__Work instructions__. Copy out the records below verbatim, from the line with "Locate the eyeglasses, then" to the line with "[[200, 79]]", and nothing else.

__Record list__.
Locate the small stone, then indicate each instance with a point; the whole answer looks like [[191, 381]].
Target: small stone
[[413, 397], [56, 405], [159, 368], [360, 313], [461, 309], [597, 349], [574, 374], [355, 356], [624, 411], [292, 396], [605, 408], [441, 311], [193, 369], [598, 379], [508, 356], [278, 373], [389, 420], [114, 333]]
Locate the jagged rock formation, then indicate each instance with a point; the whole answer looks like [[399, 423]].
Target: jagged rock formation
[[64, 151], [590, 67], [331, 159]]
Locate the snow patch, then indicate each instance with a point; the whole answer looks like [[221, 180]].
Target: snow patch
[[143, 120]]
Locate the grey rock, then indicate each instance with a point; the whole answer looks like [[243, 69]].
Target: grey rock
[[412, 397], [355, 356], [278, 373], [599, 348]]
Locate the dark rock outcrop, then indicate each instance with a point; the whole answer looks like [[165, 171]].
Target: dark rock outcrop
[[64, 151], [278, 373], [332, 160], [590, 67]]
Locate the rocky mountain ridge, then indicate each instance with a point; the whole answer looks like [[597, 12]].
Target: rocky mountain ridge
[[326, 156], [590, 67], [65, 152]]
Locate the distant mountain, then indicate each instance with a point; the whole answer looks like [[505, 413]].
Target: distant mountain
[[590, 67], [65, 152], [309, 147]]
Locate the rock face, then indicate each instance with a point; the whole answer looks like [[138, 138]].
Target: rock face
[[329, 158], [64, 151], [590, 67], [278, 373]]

* * *

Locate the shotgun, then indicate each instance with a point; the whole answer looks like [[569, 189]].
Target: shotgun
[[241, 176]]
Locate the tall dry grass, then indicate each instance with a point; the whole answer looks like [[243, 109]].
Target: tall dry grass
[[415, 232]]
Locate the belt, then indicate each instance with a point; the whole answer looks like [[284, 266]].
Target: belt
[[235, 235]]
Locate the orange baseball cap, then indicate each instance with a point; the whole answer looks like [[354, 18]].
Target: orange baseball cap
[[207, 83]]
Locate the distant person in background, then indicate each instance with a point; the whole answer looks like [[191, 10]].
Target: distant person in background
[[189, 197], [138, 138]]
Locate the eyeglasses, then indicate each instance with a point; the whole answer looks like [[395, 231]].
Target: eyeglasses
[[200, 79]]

---

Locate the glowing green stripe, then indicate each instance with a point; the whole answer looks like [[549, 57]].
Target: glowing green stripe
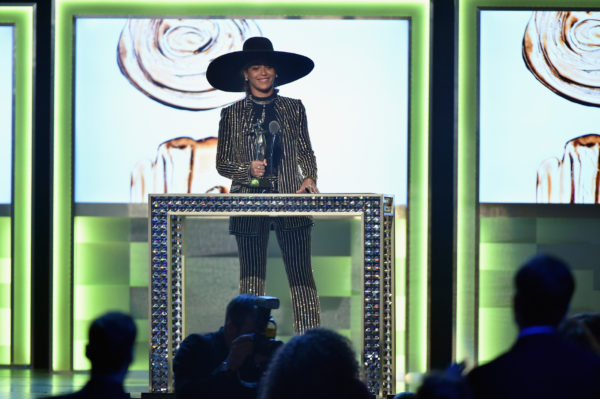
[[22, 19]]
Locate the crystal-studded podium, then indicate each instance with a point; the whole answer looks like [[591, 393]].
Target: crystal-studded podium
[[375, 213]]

__Result of this task__.
Locate the eyeglasses, then indicate each instance with a point; the whole answer looks like [[395, 231]].
Target: eyeglasses
[[200, 79]]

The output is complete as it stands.